### EXERCISE TASKS
a) According to the abstract, how many benchmarks were used in the experiments on the proposed method?
b) Using the abstract, explain why the authors chose a framework that keeps the foundation model's original structure.

### SOURCE PASSAGE
=== Begin Enclosure ===

The objective of this work is to explore how to effectively and efficiently adapt pre-trained foundation models to various downstream tasks of image semantic segmentation. Conventional methods usually fine-tuned the whole networks for each specific dataset and it was burdensome to store the massive parameters of these networks. A few recent works attempted to insert some trainable parameters into the frozen network to learn visual prompts for efficient tuning. However, these works significantly modified the original structure of standard modules, making them inoperable on many existing high-speed inference devices, where standard modules and their parameters have been embedded. To facilitate prompt-based semantic segmentation, we propose a novel Inter-Stage Prompt-Matched Framework, which maintains the original structure of the foundation model while generating visual prompts adaptively for task-oriented tuning. Specifically, the pre-trained model is first divided into multiple stages, and their parameters are frozen and shared for all semantic segmentation tasks. A lightweight module termed Semantic-aware Prompt Matcher is then introduced to hierarchically interpolate between two stages to learn reasonable prompts for each specific task under the guidance of interim semantic maps. In this way, we can better stimulate the pre-trained knowledge of the frozen model to learn semantic concepts effectively on downstream datasets. Extensive experiments conducted on five benchmarks show that the proposed method can achieve a promising trade-off between parameter efficiency and performance effectiveness.

=== End Enclosure ===

Stored data entries:
=== Begin Enclosure ===

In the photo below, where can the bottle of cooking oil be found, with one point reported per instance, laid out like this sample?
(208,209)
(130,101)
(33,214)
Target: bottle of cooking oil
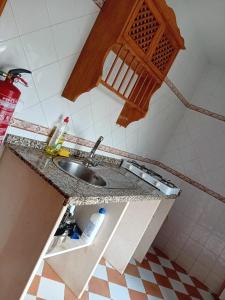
(57,138)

=== End Enclosure ===

### ANSWERS TO EACH TASK
a) Five.

b) Earlier prompt-tuning works significantly modified the original structure of standard modules. That made them inoperable on many existing high-speed inference devices, where standard modules and their parameters have been embedded.